** start of DATA FOR PROCESSING **

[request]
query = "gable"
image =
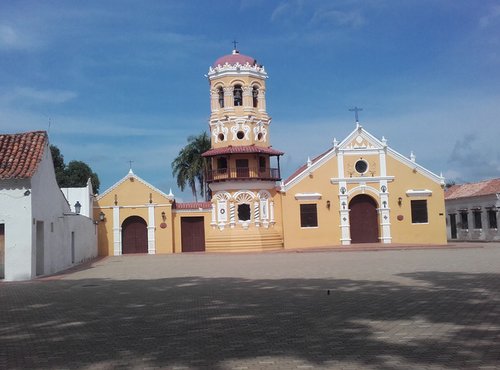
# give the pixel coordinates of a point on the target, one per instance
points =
(132, 190)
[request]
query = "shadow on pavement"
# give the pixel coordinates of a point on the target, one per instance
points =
(444, 319)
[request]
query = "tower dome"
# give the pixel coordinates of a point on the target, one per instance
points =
(234, 58)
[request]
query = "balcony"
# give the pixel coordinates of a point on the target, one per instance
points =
(243, 173)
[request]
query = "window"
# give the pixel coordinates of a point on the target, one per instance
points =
(361, 166)
(308, 215)
(464, 220)
(492, 219)
(419, 212)
(255, 96)
(477, 219)
(220, 92)
(244, 212)
(238, 96)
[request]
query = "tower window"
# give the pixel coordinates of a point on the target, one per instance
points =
(238, 96)
(255, 96)
(244, 212)
(220, 92)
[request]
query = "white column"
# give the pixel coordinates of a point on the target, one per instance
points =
(231, 214)
(117, 232)
(151, 229)
(256, 213)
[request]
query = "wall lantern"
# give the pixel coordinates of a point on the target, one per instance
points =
(78, 207)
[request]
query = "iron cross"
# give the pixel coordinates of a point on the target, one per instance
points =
(356, 110)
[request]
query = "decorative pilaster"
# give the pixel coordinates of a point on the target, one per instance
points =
(117, 232)
(151, 229)
(256, 213)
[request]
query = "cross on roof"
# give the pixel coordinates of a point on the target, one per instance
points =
(356, 110)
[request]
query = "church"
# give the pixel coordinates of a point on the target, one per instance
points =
(358, 191)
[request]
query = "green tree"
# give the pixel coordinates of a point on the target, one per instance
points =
(75, 174)
(189, 167)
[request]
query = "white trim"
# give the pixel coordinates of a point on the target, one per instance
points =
(418, 193)
(308, 196)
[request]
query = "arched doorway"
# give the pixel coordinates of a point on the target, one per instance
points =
(363, 219)
(134, 235)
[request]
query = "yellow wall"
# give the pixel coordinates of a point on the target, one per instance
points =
(434, 232)
(328, 231)
(133, 199)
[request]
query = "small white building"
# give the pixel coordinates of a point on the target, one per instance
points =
(472, 211)
(39, 234)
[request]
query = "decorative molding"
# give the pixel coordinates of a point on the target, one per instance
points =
(418, 193)
(308, 196)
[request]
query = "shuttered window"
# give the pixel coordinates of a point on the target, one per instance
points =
(308, 215)
(419, 212)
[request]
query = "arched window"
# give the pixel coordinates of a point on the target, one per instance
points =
(255, 96)
(220, 92)
(238, 95)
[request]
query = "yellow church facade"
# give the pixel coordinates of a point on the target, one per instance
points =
(358, 191)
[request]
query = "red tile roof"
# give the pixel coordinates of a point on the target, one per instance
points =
(486, 187)
(20, 154)
(304, 167)
(193, 205)
(246, 149)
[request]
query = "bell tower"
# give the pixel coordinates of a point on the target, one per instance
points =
(243, 167)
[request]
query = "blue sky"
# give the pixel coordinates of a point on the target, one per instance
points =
(124, 80)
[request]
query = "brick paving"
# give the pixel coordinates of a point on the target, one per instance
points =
(407, 308)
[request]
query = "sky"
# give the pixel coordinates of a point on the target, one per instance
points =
(120, 81)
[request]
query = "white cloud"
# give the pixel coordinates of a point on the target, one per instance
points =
(339, 18)
(13, 39)
(491, 18)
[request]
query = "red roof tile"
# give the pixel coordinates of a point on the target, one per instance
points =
(246, 149)
(486, 187)
(193, 205)
(20, 154)
(304, 167)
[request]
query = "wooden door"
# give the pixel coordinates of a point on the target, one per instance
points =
(453, 225)
(363, 219)
(193, 234)
(242, 170)
(2, 251)
(134, 235)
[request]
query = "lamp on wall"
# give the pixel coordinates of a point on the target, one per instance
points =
(78, 207)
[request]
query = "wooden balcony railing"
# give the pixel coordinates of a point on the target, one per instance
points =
(244, 173)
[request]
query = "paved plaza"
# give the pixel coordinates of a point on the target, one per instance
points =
(397, 309)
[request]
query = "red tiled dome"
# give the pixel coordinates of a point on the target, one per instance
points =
(234, 58)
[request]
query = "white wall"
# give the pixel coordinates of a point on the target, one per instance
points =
(15, 214)
(83, 195)
(47, 207)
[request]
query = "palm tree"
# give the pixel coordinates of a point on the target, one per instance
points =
(189, 166)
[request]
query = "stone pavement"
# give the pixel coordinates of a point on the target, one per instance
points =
(396, 309)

** end of DATA FOR PROCESSING **

§ INSTRUCTIONS TO FOLLOW
Please pull out every line in the rows above that contains the string "dome". Treat uppercase and lowercase as different.

§ PROBLEM SOLUTION
query = "tower dome"
query = "red tiled dome"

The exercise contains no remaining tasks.